* **Extrait proposé**:
----------------------------------------

Plus généralement, il met en scène une vitalité exubérante, qu'elle soit dans la joie ou dans l'affrontement, caractéristique de l'Inde, pour ceux qui y sont allés : une énergie électrique qui circule en permanence, un côté chaleureux aussi, que montre bien le film.


Pellissery ne manque pas de ressources donc, pour faire vivre sa traque, sans parvenir totalement à annihiler l'effet répétitif de la foule envahissant les rues du village, les ponts (joli séquence sur le pont en plongée) ou la forêt. Heureusement, il nous gratifie de deux scènes jubilatoires.


La première est l'extraction du buffle de son piège. C'est Antony, qui a construit le piège. Par orgueil et par rivalité avec Kuttakan qui a été accueilli en héros, il entend bien récupérer lui-même l'animal. En deux temps trois mouvements une potence est bâtie (autre référence au western) et tout le village, torche à la main, s'active pour faire descendre Antony puis hisser la bête. Las, la pluie se met de la partie et le satané buffle s'échappe de nouveau ! Tout cela est moyennement crédible bien sûr : dans la vraie vie, il y a longtemps qu'on lui aurait logé une balle dans la tête. Qu'importe puisque cela nous donne droit à une scène au souffle épique.

----------------------------------------

* **Données fournies**:
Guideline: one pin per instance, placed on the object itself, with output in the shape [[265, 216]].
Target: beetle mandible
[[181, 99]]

----------------------------------------

* **Travail demandé**: Reproduisez, s'il vous plaît, le passage de l'extrait proposé qui va de « La première est » à « au souffle épique. », sans rien y changer. Vous n'aurez pas besoin des données.

* **Corrigé**:
La première est l'extraction du buffle de son piège. C'est Antony, qui a construit le piège. Par orgueil et par rivalité avec Kuttakan qui a été accueilli en héros, il entend bien récupérer lui-même l'animal. En deux temps trois mouvements une potence est bâtie (autre référence au western) et tout le village, torche à la main, s'active pour faire descendre Antony puis hisser la bête. Las, la pluie se met de la partie et le satané buffle s'échappe de nouveau ! Tout cela est moyennement crédible bien sûr : dans la vraie vie, il y a longtemps qu'on lui aurait logé une balle dans la tête. Qu'importe puisque cela nous donne droit à une scène au souffle épique.